_Goal_:
Please rewrite the lines starting at the first one and ending at the one containing "46L76 19L57 42L97", swapping "curved iron bar" for "bent metal rod" and leaving everything else the same.

_Provided records_:
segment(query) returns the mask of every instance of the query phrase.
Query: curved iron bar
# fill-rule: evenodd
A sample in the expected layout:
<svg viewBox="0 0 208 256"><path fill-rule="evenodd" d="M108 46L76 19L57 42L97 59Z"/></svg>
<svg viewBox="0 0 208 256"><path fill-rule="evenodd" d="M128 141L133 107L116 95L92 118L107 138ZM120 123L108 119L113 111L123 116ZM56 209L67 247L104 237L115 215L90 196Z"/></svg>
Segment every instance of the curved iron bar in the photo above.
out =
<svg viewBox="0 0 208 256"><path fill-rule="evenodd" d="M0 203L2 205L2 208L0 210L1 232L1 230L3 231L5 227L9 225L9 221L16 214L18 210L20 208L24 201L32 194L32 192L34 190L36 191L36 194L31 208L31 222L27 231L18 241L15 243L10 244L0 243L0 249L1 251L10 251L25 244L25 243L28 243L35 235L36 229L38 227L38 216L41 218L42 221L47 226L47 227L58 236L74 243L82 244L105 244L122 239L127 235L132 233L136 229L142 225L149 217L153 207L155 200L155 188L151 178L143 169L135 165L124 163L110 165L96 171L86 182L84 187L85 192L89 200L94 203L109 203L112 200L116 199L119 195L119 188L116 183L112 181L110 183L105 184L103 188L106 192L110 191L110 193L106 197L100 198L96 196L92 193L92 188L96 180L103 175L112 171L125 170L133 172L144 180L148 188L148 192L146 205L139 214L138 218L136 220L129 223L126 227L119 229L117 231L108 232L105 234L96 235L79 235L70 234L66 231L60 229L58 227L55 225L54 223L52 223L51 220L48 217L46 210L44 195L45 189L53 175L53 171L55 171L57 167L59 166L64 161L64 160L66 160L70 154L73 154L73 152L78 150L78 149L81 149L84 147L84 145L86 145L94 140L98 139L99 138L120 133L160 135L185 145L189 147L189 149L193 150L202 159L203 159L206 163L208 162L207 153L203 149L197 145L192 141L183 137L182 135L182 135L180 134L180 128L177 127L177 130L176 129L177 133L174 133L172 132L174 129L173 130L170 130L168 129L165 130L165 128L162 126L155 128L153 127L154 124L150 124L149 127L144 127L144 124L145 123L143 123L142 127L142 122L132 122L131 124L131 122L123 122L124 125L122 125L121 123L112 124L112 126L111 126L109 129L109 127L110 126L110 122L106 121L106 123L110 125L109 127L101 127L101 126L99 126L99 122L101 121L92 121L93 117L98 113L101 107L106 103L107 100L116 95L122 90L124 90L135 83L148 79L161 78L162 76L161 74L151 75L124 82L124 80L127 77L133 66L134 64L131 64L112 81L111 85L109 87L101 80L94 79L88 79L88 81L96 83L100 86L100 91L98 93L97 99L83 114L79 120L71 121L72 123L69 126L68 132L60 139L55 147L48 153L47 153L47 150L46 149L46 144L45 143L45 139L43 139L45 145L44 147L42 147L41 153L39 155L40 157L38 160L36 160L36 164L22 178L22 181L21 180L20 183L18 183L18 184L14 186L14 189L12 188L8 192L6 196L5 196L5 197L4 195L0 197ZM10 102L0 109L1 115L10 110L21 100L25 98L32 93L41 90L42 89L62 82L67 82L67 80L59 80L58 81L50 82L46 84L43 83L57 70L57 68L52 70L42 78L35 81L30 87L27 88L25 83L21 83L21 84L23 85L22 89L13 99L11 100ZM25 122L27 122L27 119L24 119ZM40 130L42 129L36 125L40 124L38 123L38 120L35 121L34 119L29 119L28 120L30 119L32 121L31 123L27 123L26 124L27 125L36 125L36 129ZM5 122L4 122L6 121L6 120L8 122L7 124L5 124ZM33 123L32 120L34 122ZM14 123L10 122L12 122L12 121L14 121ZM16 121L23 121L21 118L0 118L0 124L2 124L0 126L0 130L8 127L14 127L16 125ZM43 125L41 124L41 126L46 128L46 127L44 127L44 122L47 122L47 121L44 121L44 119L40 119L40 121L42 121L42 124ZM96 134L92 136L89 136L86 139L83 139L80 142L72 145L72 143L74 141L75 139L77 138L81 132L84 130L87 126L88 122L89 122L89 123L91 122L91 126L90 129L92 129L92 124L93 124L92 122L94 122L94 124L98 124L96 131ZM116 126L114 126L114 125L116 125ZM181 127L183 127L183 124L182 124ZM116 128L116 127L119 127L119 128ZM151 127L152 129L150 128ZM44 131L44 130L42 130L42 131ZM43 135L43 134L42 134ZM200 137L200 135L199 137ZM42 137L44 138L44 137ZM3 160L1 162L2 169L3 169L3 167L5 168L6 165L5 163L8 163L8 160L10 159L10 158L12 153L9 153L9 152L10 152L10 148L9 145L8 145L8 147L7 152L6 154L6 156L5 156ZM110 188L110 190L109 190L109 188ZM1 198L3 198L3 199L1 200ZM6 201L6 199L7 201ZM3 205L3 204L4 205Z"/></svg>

_Result_:
segment(query) returns the mask of every instance of the query phrase.
Query: bent metal rod
# fill-rule: evenodd
A sample in the expected layout:
<svg viewBox="0 0 208 256"><path fill-rule="evenodd" d="M108 46L76 19L57 42L97 59Z"/></svg>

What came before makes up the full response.